■ **O que fazer**:
a - Transcreva sem alterações o trecho da análise sobre a guerra na Síria que começa com as palavras "São imagens do" e termina com "vez mais remota.".
b - Responda às perguntas a seguir com base na análise sobre a guerra na Síria, marcando cada resposta como a pergunta correspondente.
(i) O que faz o menino pequeno descrito no texto?
(ii) Que dois fatores permitiram que centenas de crimes hediondos fossem veiculados na mídia?
(iii) Para onde a guerra está se espalhando, segundo o texto?

■ **Texto para leitura**:

# # #

Folha de S. Paulo


Análise: Selvageria da Síria vai dificultar reconciliação

Soldados sírios esfaqueiam lentamente um prisioneiro, e o matam com dezenas de punhaladas nas costas. Um comandante rebelde crava os dentes em um órgão arrancado do corpo de um combatente inimigo. Um menino pequeno serra a cabeça de um prisioneiro. Um soldado mutila a genitália de um cadáver.

Rebeldes sírios prometem castigar homem que mutilou soldado

São imagens do conflito sírio, a primeira guerra na qual a prevalência dos celulares equipados com câmera e a facilidade de acesso à Internet permitiram que centenas de crimes hediondos fossem veiculados na mídia, difundindo o ódio e o medo.

Essas imagens estão definindo uma guerra que se espalha da Síria para as nações vizinhas, e fazem da reconciliação uma perspectiva cada vez mais remota.

# # #

■ **Dados extraídos**:
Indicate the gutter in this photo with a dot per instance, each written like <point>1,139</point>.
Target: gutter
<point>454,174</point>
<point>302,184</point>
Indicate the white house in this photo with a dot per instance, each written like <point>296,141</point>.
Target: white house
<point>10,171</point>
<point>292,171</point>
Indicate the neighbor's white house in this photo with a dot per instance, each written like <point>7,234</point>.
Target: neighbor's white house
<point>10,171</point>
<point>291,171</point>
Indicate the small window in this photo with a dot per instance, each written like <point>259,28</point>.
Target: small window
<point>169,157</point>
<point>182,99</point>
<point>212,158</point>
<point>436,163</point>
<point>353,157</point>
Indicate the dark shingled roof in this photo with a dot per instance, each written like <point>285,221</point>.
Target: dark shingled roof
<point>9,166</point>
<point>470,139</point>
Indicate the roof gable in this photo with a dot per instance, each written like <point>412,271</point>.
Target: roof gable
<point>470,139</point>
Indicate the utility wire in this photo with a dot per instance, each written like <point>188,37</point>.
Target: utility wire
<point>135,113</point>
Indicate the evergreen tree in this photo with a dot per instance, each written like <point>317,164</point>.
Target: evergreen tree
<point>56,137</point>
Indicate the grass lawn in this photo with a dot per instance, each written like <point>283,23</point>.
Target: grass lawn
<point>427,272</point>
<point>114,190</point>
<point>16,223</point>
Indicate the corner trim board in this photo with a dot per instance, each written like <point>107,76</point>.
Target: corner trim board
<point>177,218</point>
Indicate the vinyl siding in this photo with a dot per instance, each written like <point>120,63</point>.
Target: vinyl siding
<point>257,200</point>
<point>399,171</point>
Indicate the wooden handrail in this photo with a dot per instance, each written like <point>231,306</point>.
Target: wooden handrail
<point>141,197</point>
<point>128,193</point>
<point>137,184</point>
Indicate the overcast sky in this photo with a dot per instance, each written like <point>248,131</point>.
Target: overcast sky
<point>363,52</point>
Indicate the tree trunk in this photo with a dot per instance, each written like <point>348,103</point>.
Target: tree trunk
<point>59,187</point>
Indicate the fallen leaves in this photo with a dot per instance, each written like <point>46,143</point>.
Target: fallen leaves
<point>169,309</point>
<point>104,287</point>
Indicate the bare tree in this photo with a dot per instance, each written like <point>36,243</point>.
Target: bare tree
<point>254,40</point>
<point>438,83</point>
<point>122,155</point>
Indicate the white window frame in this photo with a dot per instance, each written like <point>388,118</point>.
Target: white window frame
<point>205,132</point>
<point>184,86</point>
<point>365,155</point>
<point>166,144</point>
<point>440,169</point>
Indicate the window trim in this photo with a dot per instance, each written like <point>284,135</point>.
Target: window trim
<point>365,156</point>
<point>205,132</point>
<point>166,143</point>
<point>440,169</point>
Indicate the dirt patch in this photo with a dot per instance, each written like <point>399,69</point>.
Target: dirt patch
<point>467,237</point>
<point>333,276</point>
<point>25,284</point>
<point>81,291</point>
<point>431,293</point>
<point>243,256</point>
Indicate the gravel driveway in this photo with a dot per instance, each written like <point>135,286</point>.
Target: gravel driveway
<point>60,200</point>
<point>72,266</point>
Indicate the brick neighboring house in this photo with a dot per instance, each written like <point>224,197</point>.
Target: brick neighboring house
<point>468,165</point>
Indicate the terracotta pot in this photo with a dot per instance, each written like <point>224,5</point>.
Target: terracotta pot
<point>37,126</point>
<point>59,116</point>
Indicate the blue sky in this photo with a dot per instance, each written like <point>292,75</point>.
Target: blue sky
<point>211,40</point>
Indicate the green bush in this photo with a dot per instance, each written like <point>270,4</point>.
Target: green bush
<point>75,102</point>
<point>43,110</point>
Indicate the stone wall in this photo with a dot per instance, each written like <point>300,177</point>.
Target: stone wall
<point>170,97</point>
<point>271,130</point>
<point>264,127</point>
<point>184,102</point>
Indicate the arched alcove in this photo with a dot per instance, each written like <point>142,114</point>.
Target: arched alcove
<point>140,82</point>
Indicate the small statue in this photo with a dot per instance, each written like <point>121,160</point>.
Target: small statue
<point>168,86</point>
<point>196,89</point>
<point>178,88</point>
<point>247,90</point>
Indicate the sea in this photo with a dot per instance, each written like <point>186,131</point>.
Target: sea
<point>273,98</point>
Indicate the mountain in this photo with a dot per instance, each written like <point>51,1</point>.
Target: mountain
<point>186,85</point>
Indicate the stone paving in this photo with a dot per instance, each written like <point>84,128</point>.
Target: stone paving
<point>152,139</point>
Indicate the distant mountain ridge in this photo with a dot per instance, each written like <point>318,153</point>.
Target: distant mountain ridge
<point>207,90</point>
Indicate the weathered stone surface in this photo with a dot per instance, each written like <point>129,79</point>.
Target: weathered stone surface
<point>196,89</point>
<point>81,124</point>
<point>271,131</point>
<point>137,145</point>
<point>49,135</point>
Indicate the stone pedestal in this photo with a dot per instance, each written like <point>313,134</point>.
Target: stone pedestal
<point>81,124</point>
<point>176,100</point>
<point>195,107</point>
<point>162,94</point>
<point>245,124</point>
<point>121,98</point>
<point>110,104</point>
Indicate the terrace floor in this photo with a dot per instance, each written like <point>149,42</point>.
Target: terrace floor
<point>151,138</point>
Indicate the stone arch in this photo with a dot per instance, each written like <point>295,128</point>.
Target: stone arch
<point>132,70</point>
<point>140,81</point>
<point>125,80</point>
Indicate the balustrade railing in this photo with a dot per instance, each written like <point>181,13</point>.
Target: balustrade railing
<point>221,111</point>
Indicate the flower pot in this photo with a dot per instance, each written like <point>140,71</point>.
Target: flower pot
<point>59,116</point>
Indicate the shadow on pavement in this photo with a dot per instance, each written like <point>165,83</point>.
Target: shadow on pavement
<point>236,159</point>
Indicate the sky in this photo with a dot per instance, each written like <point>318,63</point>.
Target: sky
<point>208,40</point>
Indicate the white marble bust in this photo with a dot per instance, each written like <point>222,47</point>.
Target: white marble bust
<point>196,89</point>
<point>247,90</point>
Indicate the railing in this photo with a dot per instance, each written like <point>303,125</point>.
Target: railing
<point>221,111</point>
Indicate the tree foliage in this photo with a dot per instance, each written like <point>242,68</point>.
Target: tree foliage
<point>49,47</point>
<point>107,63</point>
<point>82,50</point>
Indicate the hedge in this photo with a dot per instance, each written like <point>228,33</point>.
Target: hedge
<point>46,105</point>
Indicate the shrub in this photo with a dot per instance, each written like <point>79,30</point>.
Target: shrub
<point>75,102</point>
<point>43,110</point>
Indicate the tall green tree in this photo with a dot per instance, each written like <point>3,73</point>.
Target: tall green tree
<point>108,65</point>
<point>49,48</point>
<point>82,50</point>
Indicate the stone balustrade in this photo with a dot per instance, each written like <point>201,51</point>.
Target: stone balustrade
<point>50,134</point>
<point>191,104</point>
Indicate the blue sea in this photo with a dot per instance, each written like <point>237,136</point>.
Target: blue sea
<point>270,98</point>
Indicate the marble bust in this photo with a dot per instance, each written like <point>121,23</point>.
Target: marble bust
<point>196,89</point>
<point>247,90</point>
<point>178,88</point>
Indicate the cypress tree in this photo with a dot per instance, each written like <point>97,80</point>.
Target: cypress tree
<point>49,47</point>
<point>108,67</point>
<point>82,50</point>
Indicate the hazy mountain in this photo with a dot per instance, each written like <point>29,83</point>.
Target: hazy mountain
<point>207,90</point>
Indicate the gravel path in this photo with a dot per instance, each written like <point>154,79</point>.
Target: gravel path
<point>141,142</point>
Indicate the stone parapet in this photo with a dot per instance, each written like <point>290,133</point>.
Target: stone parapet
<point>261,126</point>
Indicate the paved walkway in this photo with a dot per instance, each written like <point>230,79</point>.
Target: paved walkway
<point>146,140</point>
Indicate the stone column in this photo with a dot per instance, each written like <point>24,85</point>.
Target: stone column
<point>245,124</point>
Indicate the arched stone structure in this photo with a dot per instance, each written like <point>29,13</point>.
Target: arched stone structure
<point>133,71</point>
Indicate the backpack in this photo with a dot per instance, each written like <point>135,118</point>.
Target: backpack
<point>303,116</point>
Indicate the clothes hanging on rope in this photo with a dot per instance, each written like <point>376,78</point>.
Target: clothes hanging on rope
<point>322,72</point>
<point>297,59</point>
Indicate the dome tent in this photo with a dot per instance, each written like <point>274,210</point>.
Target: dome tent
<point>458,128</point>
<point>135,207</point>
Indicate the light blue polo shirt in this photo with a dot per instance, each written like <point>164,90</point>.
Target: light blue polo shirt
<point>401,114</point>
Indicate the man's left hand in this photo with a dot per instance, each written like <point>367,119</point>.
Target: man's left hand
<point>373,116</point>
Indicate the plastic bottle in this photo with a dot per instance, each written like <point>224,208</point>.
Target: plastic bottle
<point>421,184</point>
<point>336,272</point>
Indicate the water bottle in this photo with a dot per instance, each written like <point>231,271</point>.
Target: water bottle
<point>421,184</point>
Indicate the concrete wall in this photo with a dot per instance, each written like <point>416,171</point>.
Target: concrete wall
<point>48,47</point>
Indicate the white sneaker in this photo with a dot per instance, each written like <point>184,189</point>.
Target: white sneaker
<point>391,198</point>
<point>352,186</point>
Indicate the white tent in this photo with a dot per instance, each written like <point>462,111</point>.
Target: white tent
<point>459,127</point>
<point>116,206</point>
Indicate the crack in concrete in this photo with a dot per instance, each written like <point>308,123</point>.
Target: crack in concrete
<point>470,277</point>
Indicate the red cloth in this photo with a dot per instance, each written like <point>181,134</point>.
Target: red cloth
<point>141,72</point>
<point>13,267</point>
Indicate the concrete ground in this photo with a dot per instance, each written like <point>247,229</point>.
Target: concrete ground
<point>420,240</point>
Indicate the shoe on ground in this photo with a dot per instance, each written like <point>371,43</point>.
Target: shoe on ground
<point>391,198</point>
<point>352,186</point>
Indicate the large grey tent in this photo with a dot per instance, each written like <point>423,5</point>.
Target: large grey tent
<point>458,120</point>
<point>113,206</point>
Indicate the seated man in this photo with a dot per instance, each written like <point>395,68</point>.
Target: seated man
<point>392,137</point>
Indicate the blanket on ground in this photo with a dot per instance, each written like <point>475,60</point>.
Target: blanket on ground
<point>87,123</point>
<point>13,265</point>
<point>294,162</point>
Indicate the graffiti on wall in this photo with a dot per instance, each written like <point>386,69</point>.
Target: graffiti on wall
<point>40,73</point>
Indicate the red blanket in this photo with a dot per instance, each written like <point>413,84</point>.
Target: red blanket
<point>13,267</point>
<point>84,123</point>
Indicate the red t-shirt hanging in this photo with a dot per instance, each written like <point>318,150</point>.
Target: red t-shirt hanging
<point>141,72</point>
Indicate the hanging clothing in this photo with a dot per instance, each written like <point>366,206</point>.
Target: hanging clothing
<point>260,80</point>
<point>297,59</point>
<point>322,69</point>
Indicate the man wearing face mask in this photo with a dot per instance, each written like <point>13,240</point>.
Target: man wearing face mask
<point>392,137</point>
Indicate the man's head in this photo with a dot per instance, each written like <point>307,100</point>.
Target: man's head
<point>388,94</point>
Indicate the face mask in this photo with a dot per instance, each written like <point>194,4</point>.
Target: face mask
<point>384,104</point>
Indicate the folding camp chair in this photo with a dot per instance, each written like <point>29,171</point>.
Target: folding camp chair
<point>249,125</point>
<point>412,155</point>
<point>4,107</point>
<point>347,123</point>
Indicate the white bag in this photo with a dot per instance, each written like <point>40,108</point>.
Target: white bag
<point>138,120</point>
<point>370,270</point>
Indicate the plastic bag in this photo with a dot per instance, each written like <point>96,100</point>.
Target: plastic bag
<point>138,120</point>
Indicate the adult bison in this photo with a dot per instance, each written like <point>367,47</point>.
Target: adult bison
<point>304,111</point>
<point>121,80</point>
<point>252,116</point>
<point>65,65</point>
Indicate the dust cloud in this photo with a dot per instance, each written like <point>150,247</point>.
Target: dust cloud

# # #

■ **Respostas por tarefa**:
a -
São imagens do conflito sírio, a primeira guerra na qual a prevalência dos celulares equipados com câmera e a facilidade de acesso à Internet permitiram que centenas de crimes hediondos fossem veiculados na mídia, difundindo o ódio e o medo.

Essas imagens estão definindo uma guerra que se espalha da Síria para as nações vizinhas, e fazem da reconciliação uma perspectiva cada vez mais remota.

b -
(i) Serra a cabeça de um prisioneiro.
(ii) A prevalência dos celulares equipados com câmera e a facilidade de acesso à Internet.
(iii) Da Síria para as nações vizinhas.